# PASSAGE TO READ:
Europe is at a crossroads as a second wave of coronavirus overwhelms governments across the continent. Belgium, the most severely affected country, could breach its national intensive care capacity in two weeks if the infection rate is not stabilised, according to Yves Van Laethem, the country’s chief coronavirus spokesperson.
France’s Emmanuel Macron has announced a new national lockdown, excluding schools and workplaces, after the country yesterday reported its highest daily death toll since April. Francois Delfraissy, who leads the scientific council advising Macron, says France may be experiencing as many as 100,000 new coronavirus cases per day – that’s double the official count.
Germany’s Angela Merkel has announced similar measures, with bars, restaurants and leisure facilities forced to shut down for a month.

Data entries
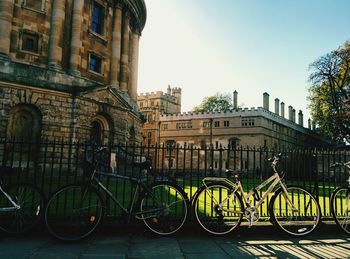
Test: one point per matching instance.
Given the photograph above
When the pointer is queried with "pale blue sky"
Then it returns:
(252, 46)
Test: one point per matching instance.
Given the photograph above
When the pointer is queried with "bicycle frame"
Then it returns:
(140, 185)
(273, 180)
(15, 205)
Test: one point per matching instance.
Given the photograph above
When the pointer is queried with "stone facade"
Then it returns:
(68, 69)
(254, 127)
(153, 105)
(221, 139)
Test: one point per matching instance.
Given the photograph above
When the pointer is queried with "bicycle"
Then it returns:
(220, 204)
(21, 206)
(75, 211)
(340, 201)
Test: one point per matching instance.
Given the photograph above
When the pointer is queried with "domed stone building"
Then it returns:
(68, 69)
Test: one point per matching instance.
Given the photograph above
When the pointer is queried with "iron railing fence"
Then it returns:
(52, 164)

# WHAT TO PRODUCE:
Please list every person named in the passage about Europe's second coronavirus wave. These records were drawn from a separate source.

# RESULT OF THE TASK:
Yves Van Laethem, Emmanuel Macron, Francois Delfraissy, Angela Merkel